PROBLEM DETAILS: Keeping every word and mark, copy all of the data.

Point localization data:
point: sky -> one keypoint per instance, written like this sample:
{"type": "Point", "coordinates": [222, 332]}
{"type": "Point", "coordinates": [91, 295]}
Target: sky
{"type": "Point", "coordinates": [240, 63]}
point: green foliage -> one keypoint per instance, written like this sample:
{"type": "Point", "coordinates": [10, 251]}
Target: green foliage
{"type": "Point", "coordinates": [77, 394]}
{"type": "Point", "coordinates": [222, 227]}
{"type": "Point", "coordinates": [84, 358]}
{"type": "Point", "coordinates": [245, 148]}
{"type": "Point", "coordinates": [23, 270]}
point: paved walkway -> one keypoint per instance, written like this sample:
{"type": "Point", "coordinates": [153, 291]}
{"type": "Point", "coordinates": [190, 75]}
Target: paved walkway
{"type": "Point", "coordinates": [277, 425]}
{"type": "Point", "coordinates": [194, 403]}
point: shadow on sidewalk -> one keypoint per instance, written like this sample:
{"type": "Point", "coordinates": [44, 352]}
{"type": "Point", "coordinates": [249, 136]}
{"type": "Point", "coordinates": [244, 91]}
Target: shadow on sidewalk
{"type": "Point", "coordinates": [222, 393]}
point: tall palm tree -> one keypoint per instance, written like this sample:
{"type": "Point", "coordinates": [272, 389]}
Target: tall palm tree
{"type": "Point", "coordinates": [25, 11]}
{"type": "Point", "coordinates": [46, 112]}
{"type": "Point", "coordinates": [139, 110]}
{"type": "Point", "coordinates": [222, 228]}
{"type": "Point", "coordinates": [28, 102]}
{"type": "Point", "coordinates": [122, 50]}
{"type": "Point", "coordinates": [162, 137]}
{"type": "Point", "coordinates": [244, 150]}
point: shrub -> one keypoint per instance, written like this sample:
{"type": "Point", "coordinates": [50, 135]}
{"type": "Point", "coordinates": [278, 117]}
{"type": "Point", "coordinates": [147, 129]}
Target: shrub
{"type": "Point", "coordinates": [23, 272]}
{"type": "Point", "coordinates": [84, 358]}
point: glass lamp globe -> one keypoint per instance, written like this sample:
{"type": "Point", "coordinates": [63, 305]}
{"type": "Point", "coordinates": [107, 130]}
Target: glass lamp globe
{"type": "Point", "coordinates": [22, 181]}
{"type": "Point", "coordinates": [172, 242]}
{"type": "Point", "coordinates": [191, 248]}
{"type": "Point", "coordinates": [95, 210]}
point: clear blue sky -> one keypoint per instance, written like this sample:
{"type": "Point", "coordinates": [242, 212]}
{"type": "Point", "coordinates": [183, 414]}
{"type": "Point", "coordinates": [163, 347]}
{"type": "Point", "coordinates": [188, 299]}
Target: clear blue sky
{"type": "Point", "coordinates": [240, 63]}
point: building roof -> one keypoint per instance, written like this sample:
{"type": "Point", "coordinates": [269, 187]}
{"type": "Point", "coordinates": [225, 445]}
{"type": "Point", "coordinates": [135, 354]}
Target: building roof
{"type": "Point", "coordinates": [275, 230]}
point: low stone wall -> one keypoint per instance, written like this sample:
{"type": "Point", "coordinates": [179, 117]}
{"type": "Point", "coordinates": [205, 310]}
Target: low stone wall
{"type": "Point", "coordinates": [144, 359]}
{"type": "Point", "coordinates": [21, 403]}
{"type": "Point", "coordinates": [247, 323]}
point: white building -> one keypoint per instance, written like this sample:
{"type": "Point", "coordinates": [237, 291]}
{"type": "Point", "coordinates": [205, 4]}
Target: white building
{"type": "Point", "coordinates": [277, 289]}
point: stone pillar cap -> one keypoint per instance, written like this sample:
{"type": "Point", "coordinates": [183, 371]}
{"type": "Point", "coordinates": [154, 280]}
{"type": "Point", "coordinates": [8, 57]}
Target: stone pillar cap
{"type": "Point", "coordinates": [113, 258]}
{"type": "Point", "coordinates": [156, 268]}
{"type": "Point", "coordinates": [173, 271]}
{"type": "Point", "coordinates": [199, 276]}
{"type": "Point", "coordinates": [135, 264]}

TASK OUTPUT:
point: sky -> one keypoint per instance, written like this sample:
{"type": "Point", "coordinates": [222, 332]}
{"type": "Point", "coordinates": [91, 295]}
Target: sky
{"type": "Point", "coordinates": [240, 63]}
point: green foliage -> one keypoint per instance, written like this sample:
{"type": "Point", "coordinates": [10, 251]}
Target: green foliage
{"type": "Point", "coordinates": [77, 394]}
{"type": "Point", "coordinates": [222, 227]}
{"type": "Point", "coordinates": [84, 358]}
{"type": "Point", "coordinates": [245, 148]}
{"type": "Point", "coordinates": [23, 270]}
point: paved walkway -> one keypoint per instance, written like this sample:
{"type": "Point", "coordinates": [153, 291]}
{"type": "Point", "coordinates": [190, 75]}
Target: paved walkway
{"type": "Point", "coordinates": [277, 425]}
{"type": "Point", "coordinates": [194, 403]}
point: shadow on sidewalk -> one keypoint per instance, written like this sample:
{"type": "Point", "coordinates": [44, 352]}
{"type": "Point", "coordinates": [249, 136]}
{"type": "Point", "coordinates": [244, 91]}
Target: shadow on sidewalk
{"type": "Point", "coordinates": [222, 393]}
point: tall palm tree -> one keypoint per instance, written like this sample:
{"type": "Point", "coordinates": [272, 389]}
Target: tall palm tree
{"type": "Point", "coordinates": [25, 11]}
{"type": "Point", "coordinates": [46, 112]}
{"type": "Point", "coordinates": [139, 110]}
{"type": "Point", "coordinates": [222, 228]}
{"type": "Point", "coordinates": [28, 102]}
{"type": "Point", "coordinates": [122, 50]}
{"type": "Point", "coordinates": [162, 137]}
{"type": "Point", "coordinates": [244, 150]}
point: shrub -> one keypoint per instance, written like this sample:
{"type": "Point", "coordinates": [50, 135]}
{"type": "Point", "coordinates": [278, 117]}
{"type": "Point", "coordinates": [147, 129]}
Target: shrub
{"type": "Point", "coordinates": [23, 272]}
{"type": "Point", "coordinates": [84, 358]}
point: glass lamp globe -> one keypoint per instance, written like this sample:
{"type": "Point", "coordinates": [63, 305]}
{"type": "Point", "coordinates": [107, 130]}
Target: glass lamp globe
{"type": "Point", "coordinates": [22, 181]}
{"type": "Point", "coordinates": [172, 242]}
{"type": "Point", "coordinates": [191, 248]}
{"type": "Point", "coordinates": [95, 210]}
point: clear blue sky -> one keypoint per instance, written like this sample:
{"type": "Point", "coordinates": [242, 212]}
{"type": "Point", "coordinates": [183, 414]}
{"type": "Point", "coordinates": [163, 347]}
{"type": "Point", "coordinates": [188, 299]}
Target: clear blue sky
{"type": "Point", "coordinates": [240, 63]}
point: building roof -> one keypoint per instance, written like this sample:
{"type": "Point", "coordinates": [269, 187]}
{"type": "Point", "coordinates": [225, 445]}
{"type": "Point", "coordinates": [135, 354]}
Target: building roof
{"type": "Point", "coordinates": [275, 230]}
point: low stone wall -> one keypoint per instance, written like this sample:
{"type": "Point", "coordinates": [179, 117]}
{"type": "Point", "coordinates": [205, 310]}
Target: low stone wall
{"type": "Point", "coordinates": [144, 359]}
{"type": "Point", "coordinates": [21, 403]}
{"type": "Point", "coordinates": [247, 323]}
point: white building -> one keypoint per instance, written like this sample:
{"type": "Point", "coordinates": [237, 291]}
{"type": "Point", "coordinates": [205, 4]}
Target: white building
{"type": "Point", "coordinates": [277, 289]}
point: stone pillar cap -> one keypoint per instance, written like this sample:
{"type": "Point", "coordinates": [183, 371]}
{"type": "Point", "coordinates": [154, 280]}
{"type": "Point", "coordinates": [8, 57]}
Target: stone pillar cap
{"type": "Point", "coordinates": [113, 258]}
{"type": "Point", "coordinates": [156, 268]}
{"type": "Point", "coordinates": [173, 271]}
{"type": "Point", "coordinates": [199, 276]}
{"type": "Point", "coordinates": [135, 264]}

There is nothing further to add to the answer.